**PROBLEM DESCRIPTION**
Write out all of the rows below again in full, requests included, adding 67 to every point coordinate in the answers. Keep the numbers in the requests and their format samples unchanged.

>> Start MATERIAL PROVIDED

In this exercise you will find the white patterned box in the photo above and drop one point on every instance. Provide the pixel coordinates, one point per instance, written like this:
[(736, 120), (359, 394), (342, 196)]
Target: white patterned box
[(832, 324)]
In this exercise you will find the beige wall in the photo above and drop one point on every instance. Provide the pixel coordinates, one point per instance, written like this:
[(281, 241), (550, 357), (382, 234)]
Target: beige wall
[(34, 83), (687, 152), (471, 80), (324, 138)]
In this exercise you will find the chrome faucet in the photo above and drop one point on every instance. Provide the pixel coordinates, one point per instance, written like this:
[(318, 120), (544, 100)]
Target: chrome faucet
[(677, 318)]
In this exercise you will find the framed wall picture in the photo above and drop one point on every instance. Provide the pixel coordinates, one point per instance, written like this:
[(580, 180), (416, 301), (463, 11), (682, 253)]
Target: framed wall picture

>> End MATERIAL PROVIDED

**REPLY**
In this exercise you will find the white patterned box in the photo above and drop one point on every instance. Provide the pixel coordinates, one point per instance, written like this:
[(736, 120), (359, 394), (342, 196)]
Target: white patterned box
[(899, 391)]
In this exercise you will find the beige wall in the photo above and drop one point on every instance. Provide the pixel coordinates, one point per instance, written like this:
[(281, 241), (550, 357), (382, 234)]
Target: beige wall
[(101, 150), (754, 219), (538, 147), (391, 205)]
In this exercise you will find the chrome faucet in the photo above and drop one point on every instance. Provide the pixel coordinates, one point per instance, written like this:
[(318, 120), (544, 100)]
Target: chrome faucet
[(744, 385)]
In this exercise you will find the framed wall picture in the photo above and drop one point on every instance. Provide the pixel coordinates, one point per instance, written like this:
[(580, 180), (416, 301), (463, 11), (682, 253)]
Target: framed wall picture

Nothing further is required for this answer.